▶ **WHAT YOU NEED TO DO**: Match the string "jacket" against each line below, and copy every line that matches.

▶ **DATA RECORDS**:
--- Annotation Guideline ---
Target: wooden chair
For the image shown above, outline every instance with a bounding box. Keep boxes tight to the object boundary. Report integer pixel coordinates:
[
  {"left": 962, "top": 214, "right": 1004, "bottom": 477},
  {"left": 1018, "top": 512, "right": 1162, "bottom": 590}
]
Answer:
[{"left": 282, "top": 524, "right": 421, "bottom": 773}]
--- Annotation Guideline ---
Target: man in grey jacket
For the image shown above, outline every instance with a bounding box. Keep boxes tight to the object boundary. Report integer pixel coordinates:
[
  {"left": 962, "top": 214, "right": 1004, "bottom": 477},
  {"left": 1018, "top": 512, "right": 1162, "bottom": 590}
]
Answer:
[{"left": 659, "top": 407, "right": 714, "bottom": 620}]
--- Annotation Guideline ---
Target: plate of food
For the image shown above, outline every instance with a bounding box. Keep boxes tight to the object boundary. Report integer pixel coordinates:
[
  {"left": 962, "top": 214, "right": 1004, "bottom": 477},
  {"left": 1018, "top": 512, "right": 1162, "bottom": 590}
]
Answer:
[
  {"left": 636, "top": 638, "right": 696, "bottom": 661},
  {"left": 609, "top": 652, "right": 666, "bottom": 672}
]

* * *

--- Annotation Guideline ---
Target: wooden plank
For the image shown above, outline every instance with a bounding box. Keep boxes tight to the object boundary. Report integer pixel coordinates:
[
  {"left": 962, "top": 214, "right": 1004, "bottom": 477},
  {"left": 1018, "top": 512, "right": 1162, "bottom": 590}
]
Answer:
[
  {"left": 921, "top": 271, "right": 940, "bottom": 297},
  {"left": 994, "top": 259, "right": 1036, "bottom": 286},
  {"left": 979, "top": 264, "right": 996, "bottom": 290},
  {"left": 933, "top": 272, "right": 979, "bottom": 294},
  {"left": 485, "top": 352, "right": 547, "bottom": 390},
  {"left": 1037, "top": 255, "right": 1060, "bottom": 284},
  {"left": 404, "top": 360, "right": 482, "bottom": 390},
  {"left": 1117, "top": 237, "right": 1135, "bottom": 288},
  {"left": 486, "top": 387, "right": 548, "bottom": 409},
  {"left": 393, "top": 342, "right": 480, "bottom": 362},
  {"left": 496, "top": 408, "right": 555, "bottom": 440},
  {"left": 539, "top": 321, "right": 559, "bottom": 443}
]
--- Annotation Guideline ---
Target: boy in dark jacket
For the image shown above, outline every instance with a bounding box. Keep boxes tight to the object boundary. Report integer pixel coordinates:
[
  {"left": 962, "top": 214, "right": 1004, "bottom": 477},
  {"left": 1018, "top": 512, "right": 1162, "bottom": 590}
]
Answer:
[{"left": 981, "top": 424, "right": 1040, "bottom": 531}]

▶ **RESPONSE AREA**:
Target: man in grey jacket
Target: boy in dark jacket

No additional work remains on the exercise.